- Dataset excerpts
........

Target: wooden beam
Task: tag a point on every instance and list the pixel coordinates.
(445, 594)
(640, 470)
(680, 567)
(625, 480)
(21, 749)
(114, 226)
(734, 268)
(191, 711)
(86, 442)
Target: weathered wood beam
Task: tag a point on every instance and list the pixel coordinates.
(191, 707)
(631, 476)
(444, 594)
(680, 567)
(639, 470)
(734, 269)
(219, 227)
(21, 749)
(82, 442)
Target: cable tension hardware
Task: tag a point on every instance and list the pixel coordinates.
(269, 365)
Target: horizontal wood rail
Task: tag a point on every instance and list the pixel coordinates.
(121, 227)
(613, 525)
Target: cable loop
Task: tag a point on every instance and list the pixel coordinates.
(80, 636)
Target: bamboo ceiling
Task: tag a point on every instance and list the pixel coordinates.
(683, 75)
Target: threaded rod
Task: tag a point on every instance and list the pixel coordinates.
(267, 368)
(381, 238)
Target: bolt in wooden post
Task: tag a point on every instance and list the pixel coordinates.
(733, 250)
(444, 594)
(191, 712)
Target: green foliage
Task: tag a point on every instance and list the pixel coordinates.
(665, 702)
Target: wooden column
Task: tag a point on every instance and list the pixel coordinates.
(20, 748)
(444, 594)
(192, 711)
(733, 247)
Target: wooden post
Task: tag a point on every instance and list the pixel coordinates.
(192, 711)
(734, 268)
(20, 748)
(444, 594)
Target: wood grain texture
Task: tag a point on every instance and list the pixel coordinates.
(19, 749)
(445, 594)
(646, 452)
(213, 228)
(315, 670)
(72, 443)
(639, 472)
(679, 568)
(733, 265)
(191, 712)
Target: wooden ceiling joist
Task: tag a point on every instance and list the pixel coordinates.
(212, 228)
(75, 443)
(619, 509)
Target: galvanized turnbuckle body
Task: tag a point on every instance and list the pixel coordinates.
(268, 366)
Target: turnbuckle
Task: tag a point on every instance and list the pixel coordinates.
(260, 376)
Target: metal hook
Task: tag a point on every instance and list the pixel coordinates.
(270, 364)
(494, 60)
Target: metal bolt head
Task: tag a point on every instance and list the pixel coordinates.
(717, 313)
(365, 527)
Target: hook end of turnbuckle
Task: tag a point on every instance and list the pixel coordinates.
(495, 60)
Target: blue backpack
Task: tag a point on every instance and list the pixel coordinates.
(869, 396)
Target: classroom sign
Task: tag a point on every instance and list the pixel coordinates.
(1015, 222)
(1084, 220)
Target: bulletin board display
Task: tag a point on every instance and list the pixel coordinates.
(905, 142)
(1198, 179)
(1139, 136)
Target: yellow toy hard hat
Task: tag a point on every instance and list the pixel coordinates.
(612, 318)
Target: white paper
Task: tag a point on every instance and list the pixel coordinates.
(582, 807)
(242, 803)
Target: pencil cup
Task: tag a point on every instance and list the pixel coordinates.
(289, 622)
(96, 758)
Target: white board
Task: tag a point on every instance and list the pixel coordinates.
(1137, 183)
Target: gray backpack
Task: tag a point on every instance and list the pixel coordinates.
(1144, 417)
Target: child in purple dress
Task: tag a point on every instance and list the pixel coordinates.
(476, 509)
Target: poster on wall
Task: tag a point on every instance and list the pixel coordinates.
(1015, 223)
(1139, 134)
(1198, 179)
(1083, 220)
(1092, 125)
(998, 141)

........

- TASK
Output each record precisely as written.

- SOLVED PROBLEM
Target: wooden beam
Task: tag a point on every instance and list the pixel coordinates.
(445, 594)
(640, 470)
(680, 567)
(625, 480)
(21, 749)
(114, 226)
(734, 268)
(191, 711)
(86, 442)
Target: weathered wood beam
Task: tag a point on every instance and list the pixel coordinates.
(191, 707)
(631, 476)
(444, 594)
(680, 567)
(639, 470)
(734, 269)
(219, 227)
(21, 749)
(82, 442)
Target: cable tension hardware
Task: tag a point on every instance and list the pixel coordinates.
(269, 365)
Target: horizontal wood rail
Task: tag a point on every instance and list the pixel coordinates.
(121, 227)
(613, 525)
Target: cable loop
Task: tag a point on every instance and list the pixel coordinates.
(80, 636)
Target: bamboo ceiling
Task: tag a point on every instance and list the pixel coordinates.
(683, 75)
Target: threaded rod
Task: tag a point on every instance and list the pixel coordinates.
(267, 368)
(381, 238)
Target: bolt in wooden post
Task: tag a point on every instance and list the pixel coordinates.
(733, 250)
(444, 594)
(191, 712)
Target: green foliage
Task: tag a point on every instance and list the pixel coordinates.
(665, 702)
Target: wooden column
Task: tag a point on every instance and list the pixel coordinates.
(20, 748)
(444, 594)
(192, 711)
(733, 247)
Target: wooden post
Task: tag a point on every instance and list the pixel coordinates.
(192, 711)
(734, 268)
(20, 748)
(444, 594)
Target: wood grain texture
Task: tag a point on every instance and list the pixel coordinates.
(19, 749)
(445, 594)
(646, 452)
(213, 228)
(315, 670)
(72, 443)
(639, 472)
(679, 568)
(733, 265)
(191, 712)
Target: wooden ceiling joist
Task: tag a point on every instance and list the pixel coordinates.
(212, 228)
(75, 443)
(619, 509)
Target: galvanized turnbuckle body
Task: tag a point on every instance and list the pixel coordinates.
(268, 366)
Target: turnbuckle
Task: tag a point on every instance and list the pixel coordinates.
(260, 376)
Target: metal hook
Task: tag a point on every instance and list the pixel coordinates.
(270, 364)
(494, 60)
Target: metal bolt head
Task: tag a point on every instance and list the pixel coordinates.
(717, 313)
(365, 527)
Target: hook end of turnbuckle
Task: tag a point on every instance and list the pixel coordinates.
(495, 60)
Target: blue backpack
Task: tag a point on every instance and list the pixel coordinates.
(869, 396)
Target: classroom sign
Task: tag a point on every instance and list the pixel coordinates.
(1015, 222)
(1084, 220)
Target: bulletin board display
Task: tag a point on every instance and list the pixel coordinates.
(905, 142)
(1198, 179)
(1139, 136)
Target: yellow toy hard hat
Task: tag a point on every instance and list the pixel coordinates.
(612, 318)
Target: white paper
Task: tag a point on every instance and list the pixel coordinates.
(582, 807)
(242, 803)
Target: pencil cup
Task: tag a point on every instance and list the pixel coordinates.
(289, 622)
(96, 758)
Target: white board
Task: tag a point on every instance and list the pixel coordinates.
(1137, 183)
Target: gray backpack
Task: tag a point on every instance and list the pixel coordinates.
(1144, 417)
Target: child in purple dress
Task: tag a point on every instance and list the pixel coordinates.
(476, 509)
Target: poster on wall
Task: tag a point on every instance and list the pixel coordinates.
(1015, 223)
(1139, 134)
(1198, 179)
(1083, 220)
(1092, 125)
(998, 141)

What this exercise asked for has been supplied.